[Data items]
^^^^^^^^^^^^^^^^

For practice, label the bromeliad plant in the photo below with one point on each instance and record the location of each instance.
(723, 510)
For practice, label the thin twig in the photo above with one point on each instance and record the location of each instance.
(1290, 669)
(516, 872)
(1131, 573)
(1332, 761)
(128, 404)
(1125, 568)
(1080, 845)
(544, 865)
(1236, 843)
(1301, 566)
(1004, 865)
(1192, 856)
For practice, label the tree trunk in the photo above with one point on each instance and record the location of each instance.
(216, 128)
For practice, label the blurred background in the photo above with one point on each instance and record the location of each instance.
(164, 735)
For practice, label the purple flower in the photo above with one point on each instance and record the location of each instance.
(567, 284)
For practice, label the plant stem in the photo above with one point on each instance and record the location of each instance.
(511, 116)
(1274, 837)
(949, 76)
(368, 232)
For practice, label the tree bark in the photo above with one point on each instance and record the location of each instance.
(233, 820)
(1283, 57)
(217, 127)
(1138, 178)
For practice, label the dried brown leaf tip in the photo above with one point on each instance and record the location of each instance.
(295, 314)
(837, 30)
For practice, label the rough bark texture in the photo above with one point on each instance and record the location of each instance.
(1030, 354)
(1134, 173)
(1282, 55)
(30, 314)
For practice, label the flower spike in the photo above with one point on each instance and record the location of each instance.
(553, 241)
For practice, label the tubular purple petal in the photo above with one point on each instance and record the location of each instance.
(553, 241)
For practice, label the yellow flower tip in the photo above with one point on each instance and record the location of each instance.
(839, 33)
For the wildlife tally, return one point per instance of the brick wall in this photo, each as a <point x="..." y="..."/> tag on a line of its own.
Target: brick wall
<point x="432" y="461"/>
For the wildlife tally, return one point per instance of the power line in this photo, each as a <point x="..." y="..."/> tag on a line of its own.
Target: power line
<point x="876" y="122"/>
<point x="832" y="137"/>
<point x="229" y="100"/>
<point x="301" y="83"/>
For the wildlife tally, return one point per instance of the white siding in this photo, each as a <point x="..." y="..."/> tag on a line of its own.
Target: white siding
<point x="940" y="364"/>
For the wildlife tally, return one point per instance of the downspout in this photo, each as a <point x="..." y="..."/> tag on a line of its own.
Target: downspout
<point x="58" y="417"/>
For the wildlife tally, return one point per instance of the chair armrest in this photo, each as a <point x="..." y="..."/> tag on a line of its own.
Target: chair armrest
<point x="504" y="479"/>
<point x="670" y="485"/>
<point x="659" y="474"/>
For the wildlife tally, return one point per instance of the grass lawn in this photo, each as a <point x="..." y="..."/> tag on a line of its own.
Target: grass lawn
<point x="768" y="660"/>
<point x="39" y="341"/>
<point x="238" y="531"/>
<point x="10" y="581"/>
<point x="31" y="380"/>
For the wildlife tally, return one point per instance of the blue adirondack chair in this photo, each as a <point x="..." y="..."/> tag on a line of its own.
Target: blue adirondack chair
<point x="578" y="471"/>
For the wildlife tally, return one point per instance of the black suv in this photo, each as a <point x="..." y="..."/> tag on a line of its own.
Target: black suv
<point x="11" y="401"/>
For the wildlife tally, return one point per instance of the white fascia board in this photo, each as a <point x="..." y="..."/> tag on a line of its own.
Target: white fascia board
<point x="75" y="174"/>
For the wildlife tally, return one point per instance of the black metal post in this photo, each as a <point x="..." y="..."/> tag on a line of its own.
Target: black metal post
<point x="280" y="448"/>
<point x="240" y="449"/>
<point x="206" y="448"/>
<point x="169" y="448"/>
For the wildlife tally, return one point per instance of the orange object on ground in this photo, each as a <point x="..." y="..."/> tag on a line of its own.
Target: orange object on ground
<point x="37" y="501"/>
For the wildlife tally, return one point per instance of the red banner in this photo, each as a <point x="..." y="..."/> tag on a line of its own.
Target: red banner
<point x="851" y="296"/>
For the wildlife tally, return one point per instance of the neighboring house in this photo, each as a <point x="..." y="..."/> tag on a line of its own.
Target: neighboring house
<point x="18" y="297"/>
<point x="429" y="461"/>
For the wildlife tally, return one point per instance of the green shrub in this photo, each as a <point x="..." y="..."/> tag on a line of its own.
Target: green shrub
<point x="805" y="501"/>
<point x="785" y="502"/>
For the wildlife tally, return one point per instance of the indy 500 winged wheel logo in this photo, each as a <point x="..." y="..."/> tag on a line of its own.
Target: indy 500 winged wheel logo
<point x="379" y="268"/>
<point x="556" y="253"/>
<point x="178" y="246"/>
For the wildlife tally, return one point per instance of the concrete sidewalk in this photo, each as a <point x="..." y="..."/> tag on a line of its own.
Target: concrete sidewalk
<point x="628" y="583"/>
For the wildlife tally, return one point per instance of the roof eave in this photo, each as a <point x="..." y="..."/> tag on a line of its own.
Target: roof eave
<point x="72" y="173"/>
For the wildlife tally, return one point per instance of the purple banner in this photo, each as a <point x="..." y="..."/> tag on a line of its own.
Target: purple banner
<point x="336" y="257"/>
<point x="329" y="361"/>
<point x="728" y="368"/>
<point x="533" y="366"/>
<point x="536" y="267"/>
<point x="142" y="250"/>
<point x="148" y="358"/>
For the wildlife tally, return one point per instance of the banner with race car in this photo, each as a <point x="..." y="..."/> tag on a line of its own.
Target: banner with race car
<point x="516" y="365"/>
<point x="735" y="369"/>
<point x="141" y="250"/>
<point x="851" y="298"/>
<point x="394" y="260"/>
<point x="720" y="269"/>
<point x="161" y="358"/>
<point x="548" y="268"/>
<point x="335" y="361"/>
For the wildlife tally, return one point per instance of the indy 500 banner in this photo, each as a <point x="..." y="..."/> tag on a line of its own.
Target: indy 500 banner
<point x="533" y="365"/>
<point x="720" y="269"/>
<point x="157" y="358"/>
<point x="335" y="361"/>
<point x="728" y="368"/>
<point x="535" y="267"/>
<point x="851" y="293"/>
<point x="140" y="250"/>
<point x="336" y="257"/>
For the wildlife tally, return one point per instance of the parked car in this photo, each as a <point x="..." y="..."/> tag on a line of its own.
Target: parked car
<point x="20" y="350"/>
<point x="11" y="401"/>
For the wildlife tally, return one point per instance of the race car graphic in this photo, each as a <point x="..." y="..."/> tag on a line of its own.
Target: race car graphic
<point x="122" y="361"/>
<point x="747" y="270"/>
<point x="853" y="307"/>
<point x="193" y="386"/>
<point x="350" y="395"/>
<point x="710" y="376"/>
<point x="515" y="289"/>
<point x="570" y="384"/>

^^^^^^^^^^^^^^^^

EXERCISE AIM »
Please transcribe each of the entries, exactly as written.

ANSWER FOR THIS EXERCISE »
For practice, label the bromeliad plant in the photo below with one point on each instance and record the location of each instance.
(723, 510)
For practice, label the thin twig in the photo above with one point on each instance and record the location of each instance.
(1290, 669)
(516, 872)
(1131, 573)
(1332, 761)
(128, 404)
(1125, 568)
(1080, 845)
(544, 865)
(1236, 843)
(1301, 566)
(1004, 865)
(1192, 856)
For practice, label the tree trunk in the photo above with one point on each instance and record the location of each instance.
(216, 128)
For practice, label the blurred background in the photo above with one point on each instance and record the location of each instance.
(164, 735)
For practice, label the purple flower in the photo above with one point on each instance and record the location of each instance.
(567, 284)
For practice, label the plant stem in the photo above with one point on each instance and record the location of each instance.
(511, 116)
(1274, 837)
(949, 76)
(368, 232)
For practice, label the tree bark in the photo above with one point on each instance and record the location of each instance.
(233, 820)
(1283, 57)
(217, 127)
(1138, 178)
For practice, label the dried brown leaf tip in the photo above with one point on each instance and record the location of each instance.
(295, 314)
(837, 30)
For practice, label the rough bark texture in the photo above with one point on each instance and record the location of each instance.
(1030, 354)
(1134, 173)
(1282, 55)
(30, 314)
For practice, label the flower spike in the photo above with one point on each instance and record the location of each instance.
(553, 241)
For practice, label the tubular purple petal in the photo above with one point on each instance and record the location of each instance.
(553, 241)
For practice, label the yellow flower tip in the photo above with one point on each instance and record the location of each instance.
(839, 33)
For the wildlife tally, return one point per instance of the brick wall in this photo, each as a <point x="..." y="..."/> tag on a line of its own.
Target: brick wall
<point x="432" y="461"/>
For the wildlife tally, return one point per instance of the power line in this photo, each as a <point x="..." y="..."/> tag on a line of its own.
Target: power line
<point x="876" y="122"/>
<point x="832" y="137"/>
<point x="229" y="100"/>
<point x="301" y="83"/>
For the wildlife tally, return one point per instance of the white siding in this photo, each as a <point x="..." y="..."/> tag on a line of its own.
Target: white siding
<point x="940" y="364"/>
For the wildlife tally, return one point per instance of the downspout in this photo, each as a <point x="..." y="..."/> tag on a line of its own.
Target: downspout
<point x="58" y="417"/>
For the wildlife tally, return one point per instance of the chair armrest in this photo, each as a <point x="..." y="..."/> tag on a line of its own.
Target: chair armrest
<point x="504" y="479"/>
<point x="670" y="485"/>
<point x="659" y="474"/>
For the wildlife tally, return one point per instance of the grass lawn in this photo, each as a <point x="..." y="..."/> tag on a line of its own.
Target: grass lawn
<point x="768" y="660"/>
<point x="39" y="341"/>
<point x="238" y="531"/>
<point x="10" y="581"/>
<point x="31" y="380"/>
For the wildlife tally, return one point per instance of the blue adirondack chair in this photo, each as a <point x="..." y="..."/> tag on a line of its own.
Target: blue adirondack chair
<point x="578" y="471"/>
For the wildlife tally, return one point per instance of the black suv in this photo, each as a <point x="..." y="..."/> tag on a line of its own.
Target: black suv
<point x="11" y="401"/>
For the wildlife tally, return one point per instance of the white fascia board in this photo, each as a <point x="..." y="..."/> tag on a line of its own.
Target: white fascia board
<point x="75" y="174"/>
For the wildlife tally, return one point per instance of the black metal post in this photo, each as a <point x="..." y="..."/> tag on a line of its own.
Target: black metal post
<point x="280" y="448"/>
<point x="240" y="449"/>
<point x="206" y="448"/>
<point x="169" y="448"/>
For the wildlife tally, return one point per instance of the orange object on ground in this photo, each as a <point x="..." y="..."/> tag on a line of its own.
Target: orange object on ground
<point x="37" y="501"/>
For the wildlife tally, return one point per instance of the red banner in this photo, each as a <point x="..." y="..."/> tag on a line of its own.
Target: red banner
<point x="851" y="296"/>
For the wildlife tally, return one point per instance of the neighboring house in this photo, each as a <point x="..." y="..."/> tag on a line of its own.
Target: neighboring house
<point x="18" y="297"/>
<point x="429" y="461"/>
For the wildlife tally, return one point per instance of the green shrub in this photo, each as a <point x="..." y="..."/> tag on a line of its own.
Target: green shrub
<point x="805" y="501"/>
<point x="785" y="502"/>
For the wildlife tally, return one point per instance of the indy 500 winged wheel logo in this photo, each as a <point x="..." y="..."/> tag on a line of its own.
Target: indy 500 winged wheel logo
<point x="379" y="268"/>
<point x="556" y="253"/>
<point x="178" y="246"/>
For the wildlife tally, return one point per instance of the concrete sidewalk in this photo, each as a <point x="..." y="..."/> tag on a line of its own.
Target: concrete sidewalk
<point x="628" y="583"/>
For the wildlife tally, return one point per instance of the roof eave in this photo, each as a <point x="..." y="..."/> tag on a line of its own.
Target: roof eave
<point x="72" y="173"/>
For the wildlife tally, return one point per instance of the purple banner in this photo, each as a <point x="..." y="..."/> tag on a line of its own.
Target: purple banner
<point x="336" y="257"/>
<point x="329" y="361"/>
<point x="728" y="368"/>
<point x="533" y="366"/>
<point x="536" y="267"/>
<point x="142" y="250"/>
<point x="148" y="358"/>
For the wildlife tally, return one point per instance of the banner with race car in this photo, each as a <point x="..." y="..."/> tag on a line of its own.
Target: banner with race car
<point x="516" y="365"/>
<point x="735" y="369"/>
<point x="141" y="250"/>
<point x="851" y="298"/>
<point x="394" y="260"/>
<point x="720" y="269"/>
<point x="161" y="358"/>
<point x="548" y="268"/>
<point x="335" y="361"/>
For the wildlife tally, return one point per instance of the indy 500 banner in this photo, each as a <point x="..." y="..."/> tag on a line of its own.
Target: indy 500 banner
<point x="533" y="365"/>
<point x="720" y="269"/>
<point x="157" y="358"/>
<point x="335" y="361"/>
<point x="728" y="368"/>
<point x="535" y="267"/>
<point x="851" y="293"/>
<point x="140" y="250"/>
<point x="336" y="257"/>
For the wildlife tally, return one point per instance of the parked car in this photo, each as a <point x="..." y="..."/> tag on a line of its own.
Target: parked car
<point x="20" y="350"/>
<point x="11" y="401"/>
For the wildlife tally, return one point per instance of the race car graphic in this photo, each as a <point x="..." y="..."/> tag on a line of its own.
Target: race car graphic
<point x="122" y="361"/>
<point x="747" y="270"/>
<point x="853" y="307"/>
<point x="193" y="386"/>
<point x="350" y="395"/>
<point x="710" y="376"/>
<point x="515" y="289"/>
<point x="570" y="384"/>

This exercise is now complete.